### GIVEN INFORMATION

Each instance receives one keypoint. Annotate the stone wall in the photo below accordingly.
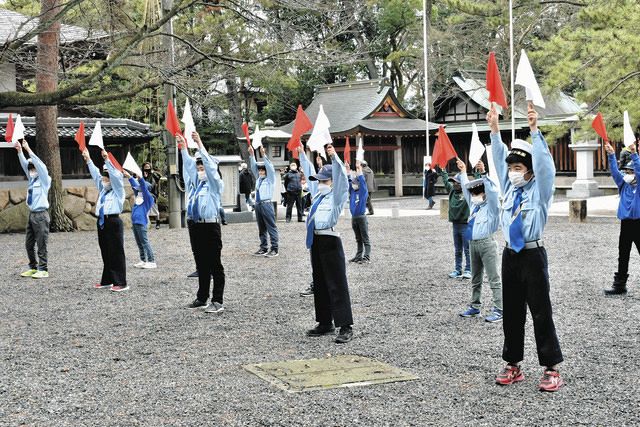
(79, 206)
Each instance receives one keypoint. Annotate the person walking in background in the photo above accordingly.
(358, 194)
(458, 217)
(153, 178)
(265, 175)
(628, 214)
(38, 204)
(247, 183)
(372, 186)
(293, 186)
(110, 228)
(429, 184)
(143, 201)
(482, 197)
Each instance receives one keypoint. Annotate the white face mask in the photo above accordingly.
(477, 199)
(517, 179)
(629, 179)
(324, 188)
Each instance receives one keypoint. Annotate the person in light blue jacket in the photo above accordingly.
(38, 204)
(329, 189)
(628, 214)
(143, 202)
(109, 206)
(482, 197)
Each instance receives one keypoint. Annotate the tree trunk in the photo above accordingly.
(235, 111)
(47, 143)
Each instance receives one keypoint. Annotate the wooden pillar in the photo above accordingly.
(397, 166)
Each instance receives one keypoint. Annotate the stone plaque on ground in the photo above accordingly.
(333, 372)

######

STATED PROBLEM: Rewrite the data above with every occurrence of "keypoint" renamed to "marker", leaving everything else unchanged. Omit the pictures from your answer.

OUTPUT BELOW:
Each instance receives one marker. Annotate the stone wall in the photo below accordingly.
(79, 206)
Each instance receives one marker. Annotate the person walking in background in the photo above accordingly.
(358, 194)
(458, 217)
(153, 178)
(265, 175)
(628, 214)
(38, 204)
(247, 183)
(372, 186)
(293, 186)
(110, 228)
(429, 184)
(143, 201)
(482, 197)
Each instance receives one marker. Annotate the white face mask in the photo above accordingly.
(477, 199)
(517, 179)
(629, 179)
(324, 188)
Each instance receives one marker. Annotate the person in light blue jacket in the photo above accordingly.
(38, 204)
(329, 189)
(628, 214)
(143, 202)
(109, 206)
(482, 197)
Each instance receives one marker. Annotate the tree trunk in the photo above accordingly.
(235, 111)
(47, 143)
Each instance receives one marker. Annotate the wooden pillar in the photo above accordingly.
(397, 166)
Each instance receives one marker. Annotate the stone plaque on ground in the photo above accordingly.
(333, 372)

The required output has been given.